---------- Excerpt

Monday, 8 May 2017

Before Baahubali - The Rise of Sivagami

The Rise of Sivagami
by Anand Neelakantan
492 pages, Westland, 2017
Genre : Fiction

Language : English and mutliple Indian languages.


With people going mad about Baahubali2 - the conclusion, and social media pointing out the box office record - 1000 crores in nine days already, I am sure the director must be a happy man. However, I would suggest, people like me who have not seen the movie yet, read the book first to get a sense of people,  place and its history. This was missing in Baahubali 1.

How did a casteless society descend into slavery and child murder? Why are the corrupt allowed to live while the innocent murdered without question ? How did Mahishmathi descend to such a level and to protect what secret? Why is skin color which was unimportant before now so important? Neelakantan asks and answers these questions and more in his book, The Rise of Sivagami.

--------------------
---------- Data section

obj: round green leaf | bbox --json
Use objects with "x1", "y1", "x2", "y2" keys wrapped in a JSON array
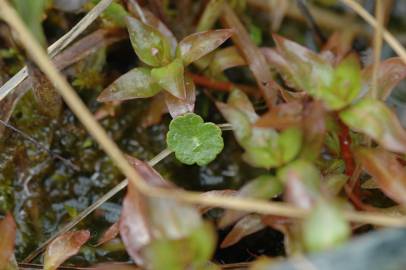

--------------------

Instructions
1/ Repeat word for word the passage of the book review above, starting at "Monday, 8 May" and ending at "in Baahubali 1.".
2/ Write the next part of the review of The Rise of Sivagami, picking up right after its last sentence.

Answers to each task
1/
Monday, 8 May 2017

Before Baahubali - The Rise of Sivagami

The Rise of Sivagami
by Anand Neelakantan
492 pages, Westland, 2017
Genre : Fiction

Language : English and mutliple Indian languages.


With people going mad about Baahubali2 - the conclusion, and social media pointing out the box office record - 1000 crores in nine days already, I am sure the director must be a happy man. However, I would suggest, people like me who have not seen the movie yet, read the book first to get a sense of people,  place and its history. This was missing in Baahubali 1.

2/
Sivagami is an orphan whose father, Devarayya is killed and branded a traitor. Her only aim in life is to demolish the royal family and seek revenge for her father's death. Neelakantan tells the story of orphan Sivagami and her rise to the level of Bhoomipathi - a title her father once held.  By telling the story of Sivagami and her  friend Kamakshi, we are also taken through the stories of young slaves obedient Kattappa and his rebellious brother Shivappa who longs for freedom, the young princes Bijjala and Mahadeva, siblings who are complete opposites in character, the original tribes who had been driven out of their land and are forced to take refuge in the forest by betrayal and not by war, the pirates who raid villages, rape women and kidnap children so they can be sold in the kingdom while the royal family and the bureaucrats of the kingdom turn a blind eye. It is a place where loyal people are killed while the corrupt are rewarded. What is damning secret in the document that Sivagami finds in the ancient language which she cannot read?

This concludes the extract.